Point-based annotation data
----
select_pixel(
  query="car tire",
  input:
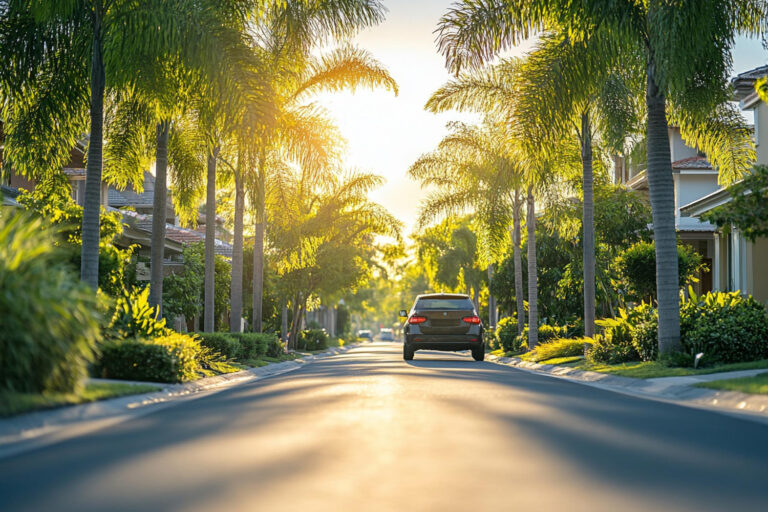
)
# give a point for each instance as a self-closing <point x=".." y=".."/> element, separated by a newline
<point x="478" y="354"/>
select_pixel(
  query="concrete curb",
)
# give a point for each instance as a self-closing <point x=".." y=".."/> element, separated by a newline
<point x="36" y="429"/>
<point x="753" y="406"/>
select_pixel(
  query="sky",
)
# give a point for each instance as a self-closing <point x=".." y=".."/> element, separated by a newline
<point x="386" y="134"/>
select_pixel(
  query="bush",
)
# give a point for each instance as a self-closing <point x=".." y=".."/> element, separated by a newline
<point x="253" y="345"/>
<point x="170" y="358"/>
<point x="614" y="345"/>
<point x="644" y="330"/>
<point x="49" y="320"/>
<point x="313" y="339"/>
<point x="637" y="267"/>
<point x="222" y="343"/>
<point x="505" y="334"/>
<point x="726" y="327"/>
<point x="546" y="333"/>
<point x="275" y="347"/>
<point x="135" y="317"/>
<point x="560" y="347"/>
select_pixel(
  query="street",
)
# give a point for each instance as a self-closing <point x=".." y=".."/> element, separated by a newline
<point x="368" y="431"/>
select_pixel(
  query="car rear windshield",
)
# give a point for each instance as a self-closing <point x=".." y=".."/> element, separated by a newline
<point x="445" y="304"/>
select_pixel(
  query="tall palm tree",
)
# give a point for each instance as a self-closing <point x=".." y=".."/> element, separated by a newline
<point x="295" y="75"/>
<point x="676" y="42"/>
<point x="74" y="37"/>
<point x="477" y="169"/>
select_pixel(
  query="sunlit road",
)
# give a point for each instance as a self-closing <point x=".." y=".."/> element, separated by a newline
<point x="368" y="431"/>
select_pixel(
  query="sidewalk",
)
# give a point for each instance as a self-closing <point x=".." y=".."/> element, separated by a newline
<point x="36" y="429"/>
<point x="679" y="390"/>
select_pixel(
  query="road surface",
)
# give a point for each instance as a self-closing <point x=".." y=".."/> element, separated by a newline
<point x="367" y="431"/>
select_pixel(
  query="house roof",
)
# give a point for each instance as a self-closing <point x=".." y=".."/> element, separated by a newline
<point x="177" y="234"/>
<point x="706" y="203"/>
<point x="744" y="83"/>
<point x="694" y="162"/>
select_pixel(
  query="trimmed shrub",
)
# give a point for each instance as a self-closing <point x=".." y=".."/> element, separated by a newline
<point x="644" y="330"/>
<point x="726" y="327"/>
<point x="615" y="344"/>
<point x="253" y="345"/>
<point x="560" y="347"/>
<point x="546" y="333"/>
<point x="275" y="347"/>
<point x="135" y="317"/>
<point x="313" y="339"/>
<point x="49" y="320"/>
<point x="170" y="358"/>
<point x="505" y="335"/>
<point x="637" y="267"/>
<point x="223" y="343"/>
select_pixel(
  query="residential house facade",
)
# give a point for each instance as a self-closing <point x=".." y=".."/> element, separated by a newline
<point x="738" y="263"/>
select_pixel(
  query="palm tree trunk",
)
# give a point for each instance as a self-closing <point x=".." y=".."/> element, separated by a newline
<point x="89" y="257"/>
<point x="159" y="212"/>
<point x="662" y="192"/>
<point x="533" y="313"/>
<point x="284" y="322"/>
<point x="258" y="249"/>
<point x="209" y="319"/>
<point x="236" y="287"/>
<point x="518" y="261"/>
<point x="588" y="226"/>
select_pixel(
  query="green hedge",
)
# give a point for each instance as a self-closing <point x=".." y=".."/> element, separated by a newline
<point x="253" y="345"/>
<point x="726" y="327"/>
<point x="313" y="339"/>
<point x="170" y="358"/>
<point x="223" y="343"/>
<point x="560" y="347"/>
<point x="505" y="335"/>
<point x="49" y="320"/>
----
[Problem statement] Leaving aside the images, write out the entries above word for word.

[Complete answer]
select_pixel(
  query="car tire",
  input:
)
# give a point for each instance as a self-closing <point x=".." y=".."/> element, separated by a newline
<point x="478" y="354"/>
select_pixel(
  query="concrete curb",
)
# give a point for each instance as a self-closing <point x=".." y=".."/> element, separated by a newline
<point x="36" y="429"/>
<point x="753" y="406"/>
select_pixel(
  query="sky",
)
# give a point for each instance as a self-closing <point x=".." y=".."/> element, separated by a newline
<point x="386" y="134"/>
select_pixel(
  query="bush",
)
# give a point for each instance as a self-closing <point x=".." y=".."/> element, separated by a newline
<point x="253" y="345"/>
<point x="170" y="358"/>
<point x="614" y="345"/>
<point x="644" y="330"/>
<point x="49" y="320"/>
<point x="313" y="339"/>
<point x="637" y="267"/>
<point x="222" y="343"/>
<point x="505" y="334"/>
<point x="726" y="327"/>
<point x="546" y="333"/>
<point x="275" y="347"/>
<point x="135" y="317"/>
<point x="560" y="347"/>
select_pixel(
  query="street",
)
# give a point for each instance as a self-closing <point x=".." y=".."/> element, separated by a newline
<point x="368" y="431"/>
select_pixel(
  query="car rear windshield",
)
# give a point for each instance as a self-closing <point x=".." y=".."/> element, separated by a newline
<point x="445" y="304"/>
select_pixel(
  query="tall palm tree",
)
# give a point for each instance as a self-closing <point x=".." y=".."/> element, separated by a newline
<point x="295" y="75"/>
<point x="676" y="42"/>
<point x="74" y="37"/>
<point x="477" y="169"/>
select_pixel(
  query="sunlit road",
)
# give a point for each instance as a self-closing <point x=".." y=".."/> element, separated by a newline
<point x="368" y="431"/>
select_pixel(
  query="sidewalk",
)
# give a point for each instance as a self-closing <point x=".." y=".."/> element, separated by a newline
<point x="36" y="429"/>
<point x="679" y="390"/>
select_pixel(
  query="road surface",
)
# give a point for each instance as a self-closing <point x=".." y=".."/> element, separated by a newline
<point x="367" y="431"/>
select_pixel(
  query="house roof",
)
# give a point for each instance as a self-closing <point x=".." y=".."/> element, separated by a newline
<point x="177" y="234"/>
<point x="706" y="203"/>
<point x="744" y="83"/>
<point x="694" y="162"/>
select_pixel(
  query="trimmed shrub",
)
# give a point for each instance as a self-closing <point x=".." y=".."/> element, separated by a newline
<point x="644" y="330"/>
<point x="726" y="327"/>
<point x="615" y="344"/>
<point x="253" y="345"/>
<point x="560" y="347"/>
<point x="546" y="333"/>
<point x="275" y="347"/>
<point x="135" y="317"/>
<point x="313" y="339"/>
<point x="49" y="320"/>
<point x="170" y="358"/>
<point x="505" y="335"/>
<point x="637" y="267"/>
<point x="223" y="343"/>
select_pixel(
  query="residential house facade",
)
# give a point for each instance as a self-closing <point x=".." y=".."/> element, separated by a newline
<point x="738" y="263"/>
select_pixel(
  query="palm tree trunk",
)
# give a point for each instance as a self-closing <point x=".." y=".."/> element, separated by a newline
<point x="89" y="257"/>
<point x="159" y="212"/>
<point x="662" y="192"/>
<point x="533" y="313"/>
<point x="284" y="322"/>
<point x="258" y="249"/>
<point x="209" y="319"/>
<point x="236" y="287"/>
<point x="518" y="261"/>
<point x="588" y="226"/>
select_pixel(
  query="green hedge",
)
# give a point for each instance as a self-closing <point x=".." y=".."/> element, separated by a newline
<point x="253" y="345"/>
<point x="726" y="327"/>
<point x="313" y="339"/>
<point x="170" y="358"/>
<point x="223" y="343"/>
<point x="560" y="347"/>
<point x="505" y="335"/>
<point x="49" y="320"/>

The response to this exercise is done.